> [DESCRIPTION OF THE TASK] Could you write out only the stretch of rows from the one containing "query: the noun phrase to segment: highway" through the end of the rows, requests included, scaling every polygon vertex coordinate in the answers by 2.25 and rounding each to a whole number with halves rounded up? Leave the requests unchanged.

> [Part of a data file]

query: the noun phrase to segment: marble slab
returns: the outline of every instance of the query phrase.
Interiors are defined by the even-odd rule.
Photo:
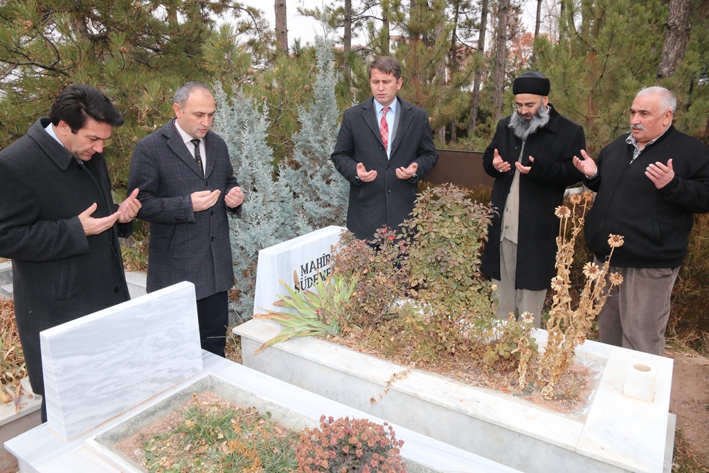
[[[598,372],[597,387],[585,407],[560,413],[418,369],[388,386],[404,367],[316,338],[254,354],[280,329],[260,319],[236,328],[244,364],[513,468],[659,473],[665,467],[668,436],[674,436],[668,431],[671,360],[586,341],[577,359]],[[537,333],[540,343],[545,335]],[[622,394],[629,365],[639,362],[657,369],[652,403]]]
[[[145,287],[147,285],[147,273],[145,271],[126,271],[125,283],[128,286],[130,299],[134,299],[147,294]]]
[[[194,294],[181,282],[41,332],[49,428],[70,439],[201,371]]]
[[[301,287],[313,290],[318,279],[330,274],[330,246],[337,243],[345,230],[330,226],[259,251],[254,313],[284,310],[273,305],[278,294],[287,294],[279,279],[294,289],[294,272]]]
[[[261,406],[287,409],[296,416],[307,417],[312,421],[320,415],[333,417],[349,416],[369,418],[383,423],[384,421],[371,414],[336,403],[291,384],[268,377],[240,365],[202,353],[204,372],[185,380],[142,404],[134,407],[100,428],[80,434],[65,441],[40,425],[5,443],[7,450],[17,457],[22,473],[113,473],[130,470],[118,468],[106,460],[104,450],[96,449],[95,438],[105,432],[121,428],[122,425],[142,416],[186,389],[188,385],[208,376],[216,376],[242,390],[246,396],[257,399]],[[401,455],[407,462],[410,473],[520,473],[508,467],[465,452],[435,439],[389,422],[397,439],[404,442]],[[460,428],[463,428],[461,427]]]

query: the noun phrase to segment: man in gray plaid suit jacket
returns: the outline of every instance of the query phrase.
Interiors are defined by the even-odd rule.
[[[223,357],[234,284],[227,212],[244,194],[226,143],[209,130],[211,91],[186,82],[175,93],[176,118],[135,145],[128,189],[140,189],[138,218],[150,223],[147,291],[181,281],[195,286],[202,348]]]

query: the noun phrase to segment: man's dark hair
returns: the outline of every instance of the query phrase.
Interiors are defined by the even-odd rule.
[[[382,72],[391,74],[396,80],[401,78],[401,66],[398,61],[391,56],[381,56],[377,57],[369,65],[369,78],[372,78],[372,69],[378,69]]]
[[[49,116],[55,126],[59,125],[60,120],[67,122],[72,133],[84,128],[86,117],[111,126],[123,124],[123,117],[108,97],[98,89],[85,84],[74,84],[60,92],[52,105]]]
[[[184,103],[187,101],[187,99],[189,98],[189,96],[191,95],[193,92],[196,92],[198,90],[201,90],[206,94],[208,94],[209,95],[214,95],[213,92],[212,92],[212,89],[201,82],[185,82],[175,91],[175,104],[181,107],[184,107]]]

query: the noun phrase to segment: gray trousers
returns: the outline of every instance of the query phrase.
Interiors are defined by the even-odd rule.
[[[597,265],[600,265],[596,259]],[[670,296],[679,273],[676,268],[611,266],[623,276],[598,314],[598,335],[608,345],[662,356],[669,320]]]
[[[497,316],[503,320],[510,318],[510,313],[518,318],[523,312],[534,316],[534,326],[542,326],[542,308],[547,298],[547,289],[531,291],[515,287],[517,269],[517,244],[504,238],[500,243],[500,277],[493,279],[497,285]]]

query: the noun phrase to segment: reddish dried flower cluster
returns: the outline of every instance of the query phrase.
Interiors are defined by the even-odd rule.
[[[367,419],[320,418],[320,428],[306,428],[296,450],[296,471],[303,473],[398,473],[406,468],[393,429]],[[388,428],[385,429],[384,426]]]

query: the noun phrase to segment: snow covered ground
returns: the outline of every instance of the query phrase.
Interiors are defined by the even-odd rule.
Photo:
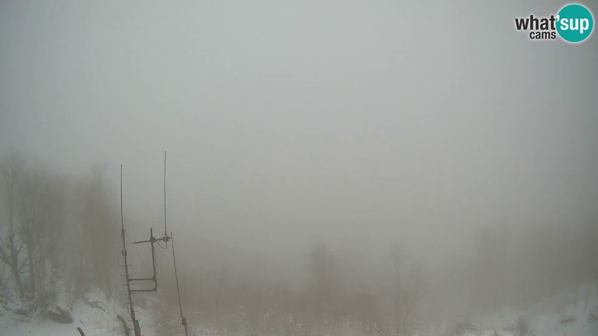
[[[12,294],[10,295],[13,296]],[[120,322],[114,319],[114,300],[99,289],[90,291],[86,294],[84,299],[73,303],[71,309],[74,320],[72,323],[60,323],[50,319],[41,320],[35,318],[25,320],[25,319],[14,313],[18,303],[10,301],[9,303],[11,304],[8,306],[11,306],[10,309],[0,307],[2,310],[0,311],[0,335],[2,336],[78,336],[77,327],[81,328],[86,336],[123,335]],[[125,308],[118,303],[117,302],[116,306],[116,314],[126,313]],[[129,319],[127,315],[124,316]],[[144,336],[157,335],[152,328],[152,320],[147,311],[139,308],[138,318],[141,319],[142,322],[145,322],[142,325]]]
[[[588,287],[589,295],[587,295]],[[596,291],[594,283],[589,284],[589,286],[587,283],[580,286],[576,292],[573,289],[546,298],[526,311],[504,309],[490,317],[474,318],[471,322],[478,330],[465,332],[462,335],[519,336],[514,329],[509,329],[507,327],[516,326],[518,319],[523,317],[526,321],[526,336],[598,336],[598,321],[592,322],[588,319],[592,312],[594,316],[598,316]],[[22,317],[14,313],[16,308],[14,303],[9,304],[0,306],[0,335],[2,336],[76,336],[79,335],[77,327],[81,327],[87,336],[123,334],[120,323],[114,320],[113,300],[98,289],[90,291],[86,294],[84,299],[74,303],[71,309],[74,323],[69,324],[35,318],[23,320]],[[117,314],[126,313],[126,309],[121,305],[117,304],[116,307]],[[141,319],[142,334],[158,335],[152,328],[152,319],[148,310],[139,308],[138,315]]]

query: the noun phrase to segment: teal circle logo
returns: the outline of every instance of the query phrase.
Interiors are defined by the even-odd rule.
[[[592,32],[594,19],[590,11],[581,5],[568,5],[557,16],[557,31],[563,39],[581,42]]]

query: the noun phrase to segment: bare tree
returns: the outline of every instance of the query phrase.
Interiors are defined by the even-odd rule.
[[[14,282],[19,289],[19,296],[22,298],[25,295],[25,289],[21,282],[21,270],[25,262],[19,260],[19,254],[23,249],[23,244],[18,239],[18,221],[17,215],[16,189],[23,166],[23,159],[16,152],[13,152],[10,157],[5,160],[2,173],[4,178],[8,224],[8,233],[5,238],[0,239],[0,259],[8,264],[14,276]]]

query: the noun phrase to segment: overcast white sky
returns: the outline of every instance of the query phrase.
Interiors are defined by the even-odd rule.
[[[115,187],[123,164],[126,215],[158,227],[166,150],[186,239],[588,218],[598,37],[530,41],[514,18],[565,4],[521,2],[2,1],[0,152]]]

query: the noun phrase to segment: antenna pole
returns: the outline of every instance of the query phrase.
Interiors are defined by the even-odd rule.
[[[133,300],[132,300],[130,278],[129,274],[129,266],[127,263],[127,245],[124,241],[124,222],[123,221],[123,165],[120,165],[120,226],[121,236],[123,237],[123,256],[124,257],[124,274],[127,282],[127,297],[129,298],[129,307],[130,310],[131,320],[133,321],[133,329],[135,331],[135,336],[141,336],[141,330],[139,328],[138,320],[135,319],[135,310],[133,307]]]
[[[176,275],[176,259],[175,258],[175,240],[172,239],[172,233],[170,233],[170,240],[172,242],[170,245],[172,246],[172,262],[175,264],[175,279],[176,280],[176,295],[179,297],[179,309],[181,310],[181,323],[185,327],[185,336],[189,336],[187,329],[187,319],[183,316],[183,308],[181,305],[181,292],[179,291],[179,277]]]
[[[166,151],[164,151],[164,236],[166,233]]]

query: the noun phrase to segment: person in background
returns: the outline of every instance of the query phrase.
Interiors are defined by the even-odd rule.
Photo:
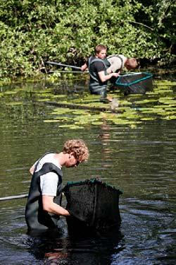
[[[107,81],[112,77],[118,77],[119,73],[108,73],[107,69],[111,66],[106,59],[107,47],[99,45],[95,47],[94,56],[91,56],[87,63],[81,67],[82,71],[87,68],[90,76],[89,90],[92,94],[100,95],[103,99],[106,98]]]
[[[127,70],[133,70],[137,66],[135,58],[127,58],[122,54],[110,55],[106,59],[110,63],[110,66],[107,69],[109,73],[121,71],[125,67]]]
[[[68,140],[59,153],[48,153],[30,168],[32,175],[25,220],[28,232],[57,228],[59,216],[70,216],[61,207],[62,167],[77,167],[89,158],[89,151],[81,139]]]

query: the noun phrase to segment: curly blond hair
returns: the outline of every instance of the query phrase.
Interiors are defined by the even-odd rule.
[[[63,153],[70,153],[73,152],[76,159],[82,162],[89,158],[89,153],[85,142],[82,139],[68,140],[63,145]]]

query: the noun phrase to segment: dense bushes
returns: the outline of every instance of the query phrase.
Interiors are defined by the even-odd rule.
[[[0,78],[36,74],[48,59],[80,65],[99,43],[109,54],[171,61],[176,5],[149,2],[0,0]]]

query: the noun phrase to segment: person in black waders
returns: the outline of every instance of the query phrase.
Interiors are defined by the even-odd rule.
[[[107,81],[112,77],[118,77],[118,73],[108,73],[107,69],[111,66],[106,59],[107,47],[99,45],[95,47],[95,55],[91,56],[81,67],[82,71],[87,68],[90,76],[89,90],[92,94],[100,95],[101,99],[106,98]]]
[[[89,69],[91,93],[101,95],[103,99],[106,98],[108,80],[113,83],[122,69],[125,67],[127,70],[132,70],[137,68],[138,65],[135,58],[127,58],[122,54],[113,54],[106,57],[106,46],[97,45],[95,47],[95,56],[90,57],[81,66],[82,71],[87,68]]]
[[[62,152],[47,153],[30,168],[32,175],[25,220],[28,232],[43,232],[58,227],[59,216],[70,216],[61,206],[62,167],[77,167],[89,158],[89,151],[81,139],[68,140]]]

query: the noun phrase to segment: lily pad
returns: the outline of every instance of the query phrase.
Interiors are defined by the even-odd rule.
[[[18,105],[21,105],[23,104],[23,102],[18,101],[18,102],[8,102],[8,103],[6,103],[6,105],[10,105],[10,106],[18,106]]]

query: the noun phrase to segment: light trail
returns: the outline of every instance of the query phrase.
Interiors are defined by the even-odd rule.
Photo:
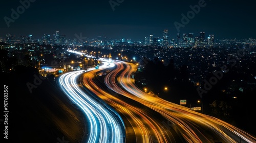
[[[101,68],[113,65],[113,64],[104,64]],[[81,71],[66,73],[59,77],[59,82],[61,89],[81,109],[89,120],[90,134],[87,142],[124,142],[125,135],[123,134],[122,130],[124,130],[124,125],[118,122],[115,113],[81,90],[77,83],[80,75]]]
[[[136,71],[137,66],[122,61],[114,63],[125,65],[125,68],[113,70],[109,74],[104,80],[107,86],[160,113],[179,129],[187,142],[212,142],[213,138],[209,137],[212,138],[214,135],[225,142],[238,142],[240,137],[247,142],[256,142],[255,137],[227,123],[144,92],[132,82],[132,75]],[[116,79],[121,87],[115,82]],[[203,127],[211,133],[206,134],[205,132],[200,131]],[[239,135],[241,134],[242,137]]]
[[[104,61],[109,62],[107,60]],[[156,121],[156,118],[148,115],[150,113],[131,105],[131,104],[110,94],[107,91],[104,91],[94,81],[97,72],[100,70],[94,70],[83,74],[83,85],[108,104],[113,107],[120,114],[124,114],[134,131],[136,142],[176,142],[169,131],[163,130],[161,122]],[[101,88],[101,90],[98,89]],[[166,137],[168,137],[168,138]],[[126,136],[127,137],[128,137]]]

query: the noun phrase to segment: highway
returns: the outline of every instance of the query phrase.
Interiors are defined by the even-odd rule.
[[[113,66],[106,64],[101,68]],[[88,71],[95,69],[90,68]],[[81,109],[88,119],[85,126],[89,127],[90,132],[88,135],[84,135],[88,138],[86,142],[124,142],[123,131],[125,129],[123,123],[120,121],[121,119],[118,118],[118,115],[113,110],[86,93],[77,82],[81,72],[79,70],[66,73],[59,77],[59,82],[67,97]]]
[[[126,142],[185,142],[174,130],[163,128],[162,122],[164,119],[158,114],[134,101],[122,98],[102,86],[104,83],[99,82],[97,79],[100,76],[97,73],[101,70],[93,70],[83,74],[82,84],[123,117],[125,124]]]
[[[113,62],[117,66],[105,78],[107,87],[159,113],[187,142],[256,142],[255,136],[227,123],[145,93],[132,79],[137,65],[120,61]]]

> [FULL RESPONSE]
query: the noun phrase to segment: highway
returns: the outline of every instance of the query phrase.
Interiors are defined by the even-odd rule.
[[[254,149],[239,144],[227,153]],[[198,160],[214,155],[203,153]],[[182,245],[198,268],[191,284],[200,286],[203,297],[198,304],[189,304],[198,311],[194,320],[279,320],[277,295],[281,290],[277,277],[270,272],[272,268],[266,266],[266,259],[254,248],[194,209],[173,185],[182,162],[178,158],[149,164],[133,173],[133,185],[151,218]]]
[[[284,320],[416,320],[392,293],[367,288],[365,275],[369,268],[356,257],[302,227],[275,221],[230,194],[234,187],[223,185],[218,178],[225,171],[218,164],[227,158],[209,158],[187,167],[185,189],[277,263],[281,279]]]
[[[254,140],[263,149],[236,176],[241,196],[358,254],[421,320],[576,320],[574,306],[511,277],[326,209],[297,178],[308,146],[270,137]]]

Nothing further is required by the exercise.